--- TASK TO COMPLETE ---
Reproduce every one of the items below verbatim, line for line and in the same order.
==== DATA RECORDS
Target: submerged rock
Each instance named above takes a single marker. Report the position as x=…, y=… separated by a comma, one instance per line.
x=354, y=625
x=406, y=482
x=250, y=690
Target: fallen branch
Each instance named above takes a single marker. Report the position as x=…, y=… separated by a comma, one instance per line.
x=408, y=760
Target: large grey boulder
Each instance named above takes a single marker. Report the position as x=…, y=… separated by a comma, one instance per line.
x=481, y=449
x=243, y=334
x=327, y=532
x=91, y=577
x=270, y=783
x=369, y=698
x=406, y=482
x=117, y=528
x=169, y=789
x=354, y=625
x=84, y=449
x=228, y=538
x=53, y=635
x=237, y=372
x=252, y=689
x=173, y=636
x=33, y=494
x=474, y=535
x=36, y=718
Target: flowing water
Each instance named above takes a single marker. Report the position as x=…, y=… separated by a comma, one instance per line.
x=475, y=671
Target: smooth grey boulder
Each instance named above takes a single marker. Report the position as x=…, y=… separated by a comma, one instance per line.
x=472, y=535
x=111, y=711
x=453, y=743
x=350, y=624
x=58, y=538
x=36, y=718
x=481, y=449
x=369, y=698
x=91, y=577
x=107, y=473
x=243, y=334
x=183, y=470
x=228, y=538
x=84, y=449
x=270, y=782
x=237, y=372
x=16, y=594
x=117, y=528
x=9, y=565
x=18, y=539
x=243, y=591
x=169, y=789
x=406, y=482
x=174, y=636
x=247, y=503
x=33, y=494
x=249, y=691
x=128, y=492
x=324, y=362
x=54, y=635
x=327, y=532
========
--- FULL ANSWER ---
Target: submerged rock
Each instance named above takes a single marker. Report the position as x=…, y=… separated by a comma, one instance per line.
x=354, y=625
x=406, y=482
x=250, y=690
Target: fallen branch
Each instance named above takes a single marker. Report the position as x=…, y=… separated by a comma, one instance per line.
x=408, y=760
Target: large grey boulder
Each instance named above takes a single marker. Report the position as x=…, y=… separated by a comma, one instance per line.
x=481, y=449
x=243, y=334
x=327, y=532
x=91, y=577
x=270, y=783
x=369, y=698
x=406, y=482
x=117, y=528
x=169, y=789
x=354, y=625
x=84, y=449
x=228, y=538
x=53, y=635
x=237, y=372
x=252, y=689
x=173, y=636
x=33, y=494
x=474, y=535
x=36, y=718
Target: flowing water
Each instance named above takes a single marker. Report the position as x=…, y=… separated by a comma, one instance per line.
x=475, y=671
Target: smooth grey boulder
Each instance named above takes a single marker. Report the position as x=…, y=… separated by a comma, one instance per line.
x=472, y=535
x=111, y=711
x=453, y=743
x=350, y=624
x=58, y=538
x=36, y=718
x=481, y=449
x=369, y=698
x=91, y=577
x=107, y=473
x=243, y=334
x=183, y=470
x=228, y=538
x=84, y=449
x=270, y=782
x=237, y=372
x=16, y=594
x=117, y=528
x=9, y=565
x=18, y=539
x=243, y=591
x=169, y=789
x=406, y=482
x=174, y=636
x=247, y=503
x=33, y=494
x=249, y=691
x=128, y=492
x=324, y=362
x=54, y=635
x=327, y=532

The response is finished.